**Work to complete:** Reproduce the listing below in full, substituting "text prompt" for each occurrence of "user query" and leaving everything else unchanged.

**Input for this task:**
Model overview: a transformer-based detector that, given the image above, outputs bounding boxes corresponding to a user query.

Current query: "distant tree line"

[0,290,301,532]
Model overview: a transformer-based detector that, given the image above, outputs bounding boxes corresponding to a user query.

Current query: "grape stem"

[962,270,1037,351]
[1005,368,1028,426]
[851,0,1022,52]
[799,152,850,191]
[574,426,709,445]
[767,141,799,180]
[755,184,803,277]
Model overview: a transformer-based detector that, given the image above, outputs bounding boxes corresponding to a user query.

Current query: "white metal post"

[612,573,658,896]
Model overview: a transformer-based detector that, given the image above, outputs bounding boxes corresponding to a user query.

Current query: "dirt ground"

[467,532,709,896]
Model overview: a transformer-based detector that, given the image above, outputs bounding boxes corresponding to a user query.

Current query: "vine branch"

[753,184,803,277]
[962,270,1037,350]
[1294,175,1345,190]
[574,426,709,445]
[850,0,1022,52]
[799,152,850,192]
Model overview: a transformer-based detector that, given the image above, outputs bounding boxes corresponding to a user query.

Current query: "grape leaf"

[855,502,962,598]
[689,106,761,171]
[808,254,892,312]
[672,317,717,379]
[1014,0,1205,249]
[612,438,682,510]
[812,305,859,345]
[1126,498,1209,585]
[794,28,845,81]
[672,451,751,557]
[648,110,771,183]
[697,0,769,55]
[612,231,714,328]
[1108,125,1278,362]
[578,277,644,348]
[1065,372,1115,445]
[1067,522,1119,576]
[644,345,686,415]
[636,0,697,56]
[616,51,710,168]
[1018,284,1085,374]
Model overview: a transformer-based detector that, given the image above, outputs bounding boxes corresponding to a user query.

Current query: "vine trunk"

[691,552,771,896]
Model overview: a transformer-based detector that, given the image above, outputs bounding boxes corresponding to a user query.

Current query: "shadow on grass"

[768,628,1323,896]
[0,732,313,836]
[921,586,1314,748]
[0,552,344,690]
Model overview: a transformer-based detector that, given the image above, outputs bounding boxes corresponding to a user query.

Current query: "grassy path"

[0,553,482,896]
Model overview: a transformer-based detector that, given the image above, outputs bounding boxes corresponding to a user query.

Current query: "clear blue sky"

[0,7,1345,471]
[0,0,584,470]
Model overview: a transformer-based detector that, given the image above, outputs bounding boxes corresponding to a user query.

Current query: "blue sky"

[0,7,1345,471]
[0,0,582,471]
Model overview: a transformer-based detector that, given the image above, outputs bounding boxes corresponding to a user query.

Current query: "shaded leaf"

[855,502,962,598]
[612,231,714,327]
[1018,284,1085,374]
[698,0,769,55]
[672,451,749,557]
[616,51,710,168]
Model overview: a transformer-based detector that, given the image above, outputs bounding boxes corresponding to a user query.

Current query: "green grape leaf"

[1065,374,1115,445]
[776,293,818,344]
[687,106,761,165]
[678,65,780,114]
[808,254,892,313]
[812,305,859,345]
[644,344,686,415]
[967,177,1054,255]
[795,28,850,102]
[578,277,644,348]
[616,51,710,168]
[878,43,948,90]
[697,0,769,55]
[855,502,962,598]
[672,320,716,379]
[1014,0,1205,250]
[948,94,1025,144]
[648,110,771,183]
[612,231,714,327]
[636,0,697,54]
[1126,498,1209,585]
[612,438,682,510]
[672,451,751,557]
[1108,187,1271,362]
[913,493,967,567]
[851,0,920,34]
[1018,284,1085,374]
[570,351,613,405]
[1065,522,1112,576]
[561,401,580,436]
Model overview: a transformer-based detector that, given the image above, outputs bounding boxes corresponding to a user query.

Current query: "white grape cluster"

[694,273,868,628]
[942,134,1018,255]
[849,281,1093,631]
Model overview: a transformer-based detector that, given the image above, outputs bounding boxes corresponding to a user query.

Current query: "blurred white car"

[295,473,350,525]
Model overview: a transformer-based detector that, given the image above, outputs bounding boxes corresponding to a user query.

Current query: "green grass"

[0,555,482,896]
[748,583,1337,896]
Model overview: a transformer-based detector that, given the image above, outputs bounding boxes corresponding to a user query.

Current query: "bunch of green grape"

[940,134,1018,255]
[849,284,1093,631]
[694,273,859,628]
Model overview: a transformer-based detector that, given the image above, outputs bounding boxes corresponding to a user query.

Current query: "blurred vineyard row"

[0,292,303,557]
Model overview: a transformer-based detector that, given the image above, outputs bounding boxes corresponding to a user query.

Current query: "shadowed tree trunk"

**Correct response:**
Model overview: a transformer-based detector that, given the image above, outputs bounding boxes corresponding to a text prompt.

Current query: "distant tree line"

[0,290,301,532]
Model overview: a transformer-based detector that, given the image above, outputs bounding boxes corresponding to a text prompt.

Current query: "grape stem"

[962,270,1037,351]
[1005,368,1028,426]
[851,0,1022,52]
[799,152,850,191]
[574,426,709,445]
[767,141,799,180]
[755,184,803,277]
Model overview: a transformer-based detector that, given the image above, outputs bounding boxes corresponding to a text prompt.

Current query: "white metal post"

[612,573,658,896]
Model overview: a transformer-based detector that, given the image above, outputs bounding boxes corresponding to a text prompt.

Current query: "dirt ground"

[467,532,709,896]
Model overview: a transformer-based detector that, given the image above, outputs bounding boxes corresponding to a text prompt.

Current query: "vine branch"

[753,184,803,277]
[962,270,1037,350]
[1294,175,1345,190]
[574,426,709,445]
[850,0,1022,52]
[799,152,850,192]
Model overview: a transformer-based detector that, given the image above, outputs bounding boxes corresponding to a text prompt.

Current query: "grape leaf"

[855,502,962,598]
[689,106,761,171]
[808,254,892,312]
[672,317,717,379]
[1014,0,1205,249]
[612,438,682,510]
[812,305,859,345]
[1126,498,1209,585]
[794,28,845,81]
[672,451,751,557]
[648,110,771,183]
[697,0,769,55]
[612,231,714,328]
[1108,125,1278,362]
[578,277,644,348]
[1065,372,1115,445]
[1067,522,1119,576]
[644,345,686,415]
[636,0,697,56]
[616,51,710,168]
[1018,284,1085,374]
Model overview: a transformer-based detector that, given the image above, outputs bounding boxes corresponding to a text prompt.

Current query: "vine trunk"

[691,552,771,896]
Model overview: a transformer-based detector that, given the image above, outputs bounding boxes corresponding to a text prompt.

Current query: "shadow on grass"

[768,628,1323,896]
[0,732,313,836]
[921,586,1314,748]
[0,552,344,690]
Model overview: a transformer-based detector that, given the image above, outputs bounding boxes corresponding to a text prompt.

Current query: "grassy path"

[0,553,482,896]
Model overview: a transformer-based detector that, given the image above, outputs bounding boxes corresponding to a text prompt.

Current query: "clear blue sky"

[0,7,1345,471]
[0,0,584,470]
Model overview: a transformer-based detector that, given the image above, outputs bounding boxes corresponding to a text prompt.

Current query: "blue sky"

[0,7,1345,471]
[0,0,582,471]
Model overview: a transformer-based detector that, given the image above, outputs bounding boxes corresponding to a text prompt.

Current query: "shaded leaf"

[855,502,962,598]
[612,231,714,327]
[1018,284,1085,374]
[698,0,769,55]
[672,451,749,557]
[616,51,710,168]
Model overview: a transformer-based detector that, given the image above, outputs bounding boxes corresponding to a text prompt.

Current query: "green grape leaf"

[1065,374,1115,445]
[776,293,818,344]
[687,106,761,165]
[678,65,780,114]
[808,254,892,313]
[812,305,859,345]
[644,344,686,415]
[967,177,1054,255]
[795,28,850,102]
[578,277,644,348]
[616,51,710,168]
[878,43,948,90]
[697,0,769,55]
[855,502,962,598]
[672,320,716,379]
[1014,0,1205,250]
[948,94,1025,144]
[648,110,771,183]
[612,231,714,327]
[636,0,697,54]
[1126,498,1209,585]
[612,438,682,510]
[672,451,751,557]
[1108,187,1271,362]
[913,493,967,567]
[851,0,920,34]
[1018,284,1085,374]
[570,351,613,405]
[1065,522,1112,576]
[561,401,580,436]
Model overview: a transformer-based detector that, given the image above, outputs bounding boxes corresponding to a text prompt.

Current query: "white grape cluster"

[694,273,868,628]
[942,134,1018,255]
[849,281,1093,631]
Model overview: a transformer-based detector that, given the image above, outputs bounding boxes corresponding to a text prompt.

Current query: "blurred white car"

[295,473,350,525]
Model overview: a transformer-based detector that, given the image above, outputs bounding boxes corresponding to a text prompt.

Current query: "green grass"

[0,555,482,896]
[748,583,1337,896]
Model overview: a transformer-based detector that, given the image above, outputs bounding boxes corresponding to a text prompt.

Current query: "bunch of green grape"

[940,134,1018,255]
[849,284,1093,631]
[694,273,859,628]
Model overview: a transformer-based detector that, given the image above, outputs bounding boxes corresponding to a text prompt.

Current query: "blurred vineyard row"

[0,292,303,557]
Model overview: a transformer-based detector that, given the image above, outputs bounding boxes corresponding to a text prompt.

Current query: "shadowed tree trunk"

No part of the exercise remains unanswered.